### Kutipan Teks:
------------------------
Kroni Texmaco

Dahlan Iskan
Dahlan Iskan/Net

OLEH: DAHLAN ISKAN

GIGIN Praginanto menjadi wartawan yang beruntung: ia ditelepon sumber berita penting. Yang sudah 20 tahun tidak muncul ke permukaan: Marimutu Sinivasan. Si pemilik grup Texmaco.

Bacaan Lainnya

Tentu Sinivasan punya kepentingan: ingin melawan Menteri Keuangan Sri Mulyani. Ia tantang Sri Mulyani berdebat soal ekonomi. “Biar rakyat yang menjadi hakim apakah dia pantas menjadi menteri keuangan,” katanya.

Sinivasan menganggap Sri Mulyani-lah yang memerintahkan untuk menagih utang Rp 100 triliun ke Texmaco. Lihatlah video wawancara Gigin dengan Sinivasan. Begitu keras ia “menghajar” Sri Mulyani. Sambil memuji-muji Presiden Jokowi.

Intinya: Sinivasan mempersoalkan tiga tuduhan padanya.

Pertama, Texmaco dikategorikan sebagai menerima BLBI (bantuan likuiditas Bank Indonesia). “Saya punya surat pernyataan dari Bank Indonesia, Texmaco tidak pernah menerima BLBI,” katanya. Surat itu sempat diperlihatkan ke Gigin.

Kedua, Sinivasan dituduh sebagai antek Suharto. “Saya bertemu Pak Harto hanya di acara formal,” katanya. “Tanyakan ke Tutut, putri Pak Harto. Atau ke ajudan. Yang semua masih hidup,” katanya.

Yang ketiga, Sinivasan menolak tuduhan bahwa Texmaco punya utang Rp 100 triliun. “Utang saya ke bank BUMN itu Rp 8 triliun,” tegasnya.
------------------------
### Instruksi Tertulis A:
Menurut teks tentang Texmaco, berapa besar utang Sinivasan ke bank BUMN menurut pengakuannya sendiri?
### Instruksi Tertulis B:
Tulis kelanjutan teks tentang Sinivasan dan Texmaco, dimulai sesudah kalimat terakhirnya.

### Entri Koleksi:
------------------------
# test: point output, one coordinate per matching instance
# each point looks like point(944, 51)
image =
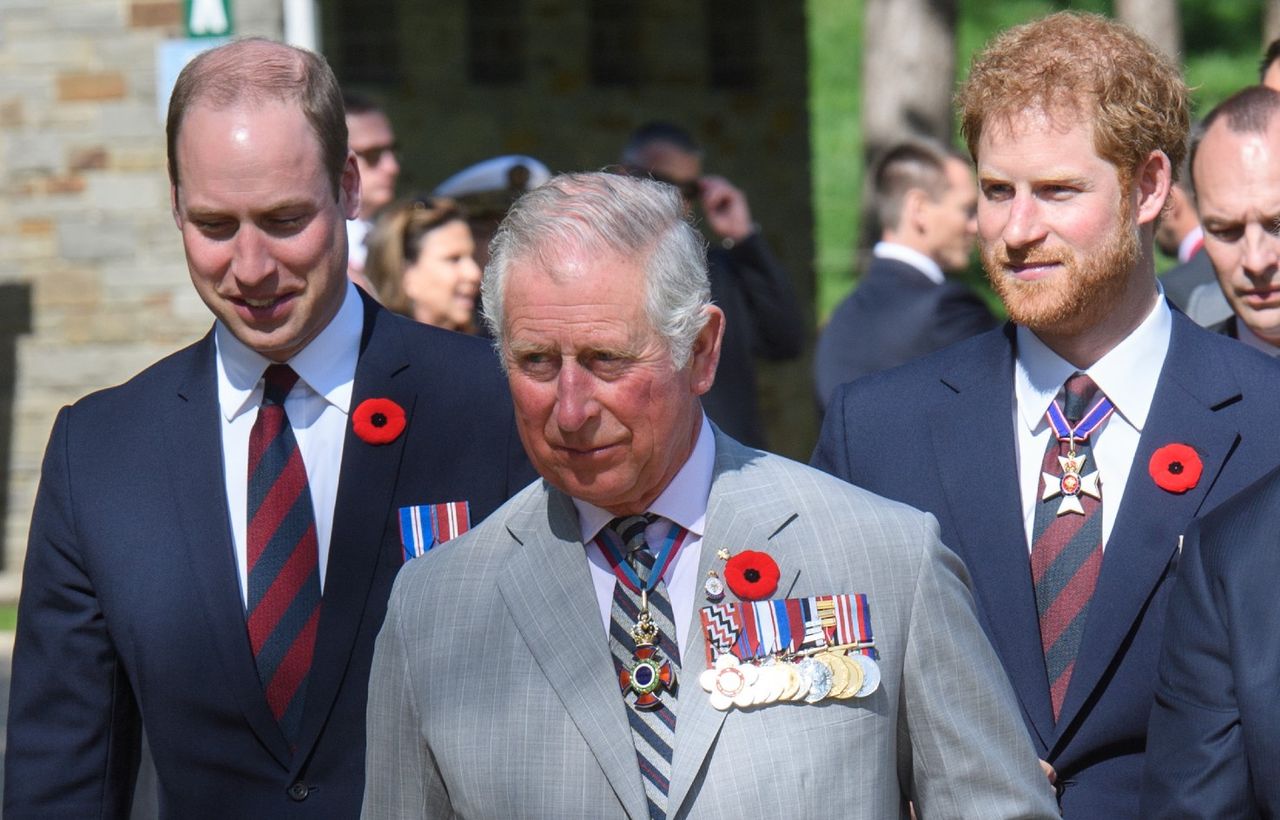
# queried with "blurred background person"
point(370, 137)
point(762, 316)
point(926, 201)
point(488, 188)
point(421, 264)
point(1237, 169)
point(1179, 234)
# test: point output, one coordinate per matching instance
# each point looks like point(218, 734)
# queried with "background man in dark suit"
point(904, 307)
point(1179, 234)
point(1237, 169)
point(762, 315)
point(1215, 729)
point(214, 541)
point(1068, 508)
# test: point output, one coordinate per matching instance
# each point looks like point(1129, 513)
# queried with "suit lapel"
point(973, 441)
point(736, 520)
point(548, 591)
point(1144, 535)
point(366, 491)
point(195, 457)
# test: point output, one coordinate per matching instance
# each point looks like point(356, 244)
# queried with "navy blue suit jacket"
point(895, 315)
point(938, 434)
point(1215, 729)
point(131, 610)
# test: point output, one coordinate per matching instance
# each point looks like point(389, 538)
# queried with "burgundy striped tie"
point(283, 562)
point(1066, 551)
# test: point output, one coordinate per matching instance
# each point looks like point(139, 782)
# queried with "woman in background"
point(421, 265)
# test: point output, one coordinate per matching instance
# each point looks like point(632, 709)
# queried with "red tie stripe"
point(1066, 554)
point(283, 559)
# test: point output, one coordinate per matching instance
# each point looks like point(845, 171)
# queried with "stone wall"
point(92, 279)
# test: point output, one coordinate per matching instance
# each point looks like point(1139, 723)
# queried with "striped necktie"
point(652, 729)
point(1066, 550)
point(283, 560)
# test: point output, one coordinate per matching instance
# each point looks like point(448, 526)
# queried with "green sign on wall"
point(208, 18)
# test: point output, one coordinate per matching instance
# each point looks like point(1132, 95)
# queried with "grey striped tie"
point(653, 729)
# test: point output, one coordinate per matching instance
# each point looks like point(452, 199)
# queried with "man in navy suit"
point(214, 541)
point(1214, 731)
point(905, 306)
point(1066, 453)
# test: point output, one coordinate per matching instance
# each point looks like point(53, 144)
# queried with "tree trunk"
point(1159, 21)
point(909, 72)
point(1270, 22)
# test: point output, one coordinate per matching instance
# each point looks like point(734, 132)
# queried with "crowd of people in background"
point(1063, 525)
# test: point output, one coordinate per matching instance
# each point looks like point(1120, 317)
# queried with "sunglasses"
point(374, 156)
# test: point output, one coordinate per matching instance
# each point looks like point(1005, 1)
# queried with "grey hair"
point(594, 212)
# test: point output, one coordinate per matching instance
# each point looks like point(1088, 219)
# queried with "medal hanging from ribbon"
point(650, 672)
point(1073, 482)
point(796, 649)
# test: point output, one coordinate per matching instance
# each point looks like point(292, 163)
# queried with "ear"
point(1152, 181)
point(348, 187)
point(915, 204)
point(705, 353)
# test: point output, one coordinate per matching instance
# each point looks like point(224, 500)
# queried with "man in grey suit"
point(538, 668)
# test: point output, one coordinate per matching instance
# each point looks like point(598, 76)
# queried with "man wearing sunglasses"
point(371, 140)
point(762, 315)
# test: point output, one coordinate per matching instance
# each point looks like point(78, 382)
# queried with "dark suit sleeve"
point(73, 733)
point(960, 314)
point(766, 287)
point(831, 456)
point(1196, 760)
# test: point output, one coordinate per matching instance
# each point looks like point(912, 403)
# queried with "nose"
point(1023, 225)
point(575, 403)
point(1261, 251)
point(251, 257)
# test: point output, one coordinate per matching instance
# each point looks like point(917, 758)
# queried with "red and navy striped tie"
point(1066, 551)
point(283, 562)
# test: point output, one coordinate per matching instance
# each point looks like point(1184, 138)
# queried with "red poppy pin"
point(752, 576)
point(378, 421)
point(1175, 467)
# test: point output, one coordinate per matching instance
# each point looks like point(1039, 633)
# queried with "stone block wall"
point(92, 278)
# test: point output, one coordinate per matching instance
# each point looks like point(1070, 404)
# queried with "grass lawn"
point(1223, 45)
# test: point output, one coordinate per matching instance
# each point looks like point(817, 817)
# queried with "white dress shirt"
point(684, 502)
point(318, 408)
point(910, 256)
point(1127, 375)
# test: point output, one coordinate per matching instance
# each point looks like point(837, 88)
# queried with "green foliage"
point(1221, 44)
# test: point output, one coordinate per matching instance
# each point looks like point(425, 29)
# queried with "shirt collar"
point(1191, 243)
point(327, 365)
point(682, 502)
point(1127, 374)
point(910, 256)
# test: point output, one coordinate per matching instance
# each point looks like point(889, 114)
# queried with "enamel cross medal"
point(649, 672)
point(1073, 484)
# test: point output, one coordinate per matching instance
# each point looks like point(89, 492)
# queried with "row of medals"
point(828, 674)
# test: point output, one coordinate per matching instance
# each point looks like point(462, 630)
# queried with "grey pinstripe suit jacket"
point(493, 692)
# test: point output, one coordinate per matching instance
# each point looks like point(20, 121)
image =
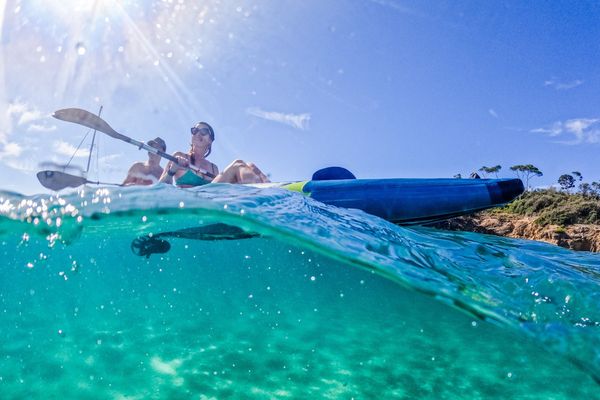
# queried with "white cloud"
point(41, 128)
point(396, 7)
point(10, 149)
point(556, 84)
point(66, 149)
point(24, 113)
point(583, 130)
point(298, 121)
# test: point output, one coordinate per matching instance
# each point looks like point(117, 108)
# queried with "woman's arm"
point(172, 168)
point(132, 175)
point(167, 175)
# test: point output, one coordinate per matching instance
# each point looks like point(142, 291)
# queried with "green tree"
point(585, 188)
point(490, 170)
point(566, 182)
point(595, 188)
point(526, 172)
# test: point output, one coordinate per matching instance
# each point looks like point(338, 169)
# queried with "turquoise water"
point(326, 303)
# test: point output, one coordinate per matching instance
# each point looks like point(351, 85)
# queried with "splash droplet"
point(80, 48)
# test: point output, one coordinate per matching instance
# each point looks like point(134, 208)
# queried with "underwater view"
point(297, 300)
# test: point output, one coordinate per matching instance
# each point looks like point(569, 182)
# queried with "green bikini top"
point(190, 179)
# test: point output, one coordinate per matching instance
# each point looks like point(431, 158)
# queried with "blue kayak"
point(412, 201)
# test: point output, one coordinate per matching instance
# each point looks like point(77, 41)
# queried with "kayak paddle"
point(86, 118)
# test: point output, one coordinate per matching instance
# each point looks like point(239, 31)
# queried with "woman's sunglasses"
point(203, 131)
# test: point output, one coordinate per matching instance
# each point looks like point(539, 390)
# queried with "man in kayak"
point(203, 137)
point(149, 172)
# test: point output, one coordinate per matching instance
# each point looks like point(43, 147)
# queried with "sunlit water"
point(326, 303)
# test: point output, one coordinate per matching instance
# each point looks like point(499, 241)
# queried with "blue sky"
point(385, 88)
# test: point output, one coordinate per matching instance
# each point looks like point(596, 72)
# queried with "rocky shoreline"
point(581, 237)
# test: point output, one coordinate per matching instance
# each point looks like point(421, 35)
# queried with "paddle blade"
point(56, 180)
point(86, 118)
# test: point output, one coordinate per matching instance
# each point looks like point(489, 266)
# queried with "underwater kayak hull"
point(412, 201)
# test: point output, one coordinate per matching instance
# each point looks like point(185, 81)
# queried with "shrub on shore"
point(550, 206)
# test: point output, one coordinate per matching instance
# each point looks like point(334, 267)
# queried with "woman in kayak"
point(203, 136)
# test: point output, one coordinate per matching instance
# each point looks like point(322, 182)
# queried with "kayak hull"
point(413, 201)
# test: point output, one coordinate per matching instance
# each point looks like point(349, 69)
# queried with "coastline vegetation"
point(571, 202)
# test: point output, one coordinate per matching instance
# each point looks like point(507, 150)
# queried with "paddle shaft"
point(86, 118)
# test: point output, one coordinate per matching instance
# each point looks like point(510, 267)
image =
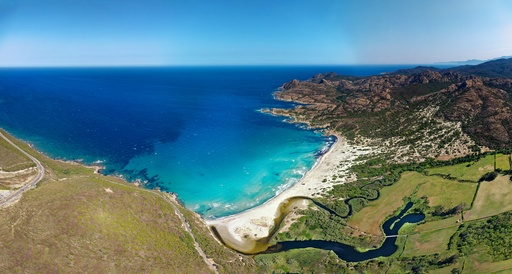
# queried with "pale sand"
point(244, 231)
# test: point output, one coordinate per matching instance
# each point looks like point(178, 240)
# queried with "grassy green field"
point(479, 264)
point(96, 226)
point(474, 170)
point(492, 198)
point(439, 191)
point(431, 242)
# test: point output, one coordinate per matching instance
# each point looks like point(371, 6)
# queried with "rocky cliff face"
point(462, 111)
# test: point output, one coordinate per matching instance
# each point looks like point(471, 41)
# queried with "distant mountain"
point(471, 62)
point(420, 112)
point(499, 68)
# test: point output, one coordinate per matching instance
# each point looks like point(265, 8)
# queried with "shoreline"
point(249, 230)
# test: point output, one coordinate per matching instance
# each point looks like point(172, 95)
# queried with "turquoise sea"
point(194, 131)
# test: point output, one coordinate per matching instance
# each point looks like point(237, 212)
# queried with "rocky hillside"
point(427, 113)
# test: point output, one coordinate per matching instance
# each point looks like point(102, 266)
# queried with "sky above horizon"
point(264, 32)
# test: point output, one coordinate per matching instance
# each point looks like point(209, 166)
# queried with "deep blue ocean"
point(194, 131)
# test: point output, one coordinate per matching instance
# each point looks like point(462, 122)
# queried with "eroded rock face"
point(481, 105)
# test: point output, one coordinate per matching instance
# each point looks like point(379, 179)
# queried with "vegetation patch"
point(473, 170)
point(431, 242)
point(492, 236)
point(492, 198)
point(439, 192)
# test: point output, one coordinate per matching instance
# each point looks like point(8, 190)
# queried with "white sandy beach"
point(243, 230)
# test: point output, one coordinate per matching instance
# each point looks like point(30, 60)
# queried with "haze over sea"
point(195, 131)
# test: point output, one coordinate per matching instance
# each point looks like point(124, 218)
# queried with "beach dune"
point(247, 232)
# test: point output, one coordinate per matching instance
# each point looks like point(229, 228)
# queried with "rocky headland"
point(410, 115)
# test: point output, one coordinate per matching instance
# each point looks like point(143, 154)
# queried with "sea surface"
point(194, 131)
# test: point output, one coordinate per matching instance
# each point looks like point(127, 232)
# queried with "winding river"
point(349, 253)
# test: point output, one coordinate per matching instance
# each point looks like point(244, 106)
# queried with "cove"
point(349, 253)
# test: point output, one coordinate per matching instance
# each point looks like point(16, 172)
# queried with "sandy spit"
point(246, 230)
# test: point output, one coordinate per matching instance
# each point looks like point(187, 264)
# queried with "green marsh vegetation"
point(450, 193)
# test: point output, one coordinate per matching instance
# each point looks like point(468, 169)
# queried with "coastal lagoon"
point(194, 131)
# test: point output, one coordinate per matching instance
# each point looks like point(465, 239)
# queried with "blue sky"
point(224, 32)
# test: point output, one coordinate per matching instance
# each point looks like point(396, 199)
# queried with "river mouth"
point(351, 254)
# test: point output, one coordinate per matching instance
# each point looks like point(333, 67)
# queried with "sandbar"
point(247, 231)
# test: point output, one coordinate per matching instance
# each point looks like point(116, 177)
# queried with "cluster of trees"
point(492, 234)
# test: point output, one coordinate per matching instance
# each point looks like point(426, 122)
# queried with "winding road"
point(31, 184)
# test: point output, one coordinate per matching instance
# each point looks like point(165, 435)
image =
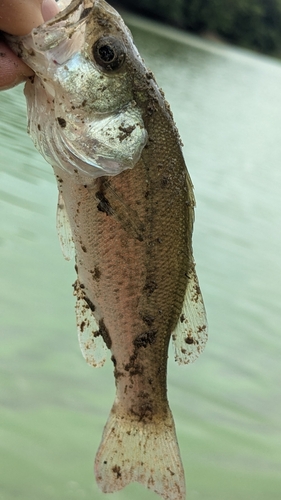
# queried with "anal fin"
------------------------
### Jawaban Tugas A:
Rp 8 triliun.

### Jawaban Tugas B:
Utang itu, katanya, utang biasa. Bukan hasil Korupsi Kolusi Nepotisme (KKN). Jaminannya pun 200 persen dari nilai pinjaman.

Rupanya Sinivasan tidak bisa lagi diam. Ia sudah lebih 20 tahun tidak mau tampil di media. Kali ini ia angkat bicara. Setelah asetnya dinyatakan akan dilelang.

Ia percaya pada kualitas kewartawanan Gigin. Rupanya Sinivasan mengikuti channel radio digital Gigin, Bravos. “Di Bravos saya memang menempatkan diri semata-mata sebagai wartawan. Yang tidak memihak,” ujar Gigin pada saya.

Tiga minggu lalu Gigin ke rumah saya, di Surabaya. Ia anak Jogja yang dibesarkan di Surabaya. Lalu kuliah di Universitas Indonesia.

Karir wartawannya dimulai di majalah TEMPO. Sembilan tahun Gigin di TEMPO. Ia generasi di bawah saya. Jauh. Setelah itu Gigin menjadi wartawan Nikkei –koran bisnis terbesar di Jepang. “Saya lebih lama di Nikkei daripada di TEMPO,” katanya.

Saat itulah Gigin pernah mewawancarai Sinivasan. “Sudah lama sekali. Saya sudah lupa,” katanya.

Justru Sinivasan yang tidak lupa Gigin. Ia minta agar Gigin mewawancarainya. Untuk disiarkan di channel Bravos.

“Kapan Sinivasan menghubungi Anda?” tanya saya.

“Sudah lama. Lebih tiga minggu. Kebetulan saya ada jadwal lain di hari yang ia tentukan,” tuturnya. Sinivasan pun sabar. Mencari waktu lain yang Gigin bisa.

“Ketika saya menyediakan waktu, ganti ia yang tidak bisa. Ia kan sering ke luar negeri,” ujar Gigin.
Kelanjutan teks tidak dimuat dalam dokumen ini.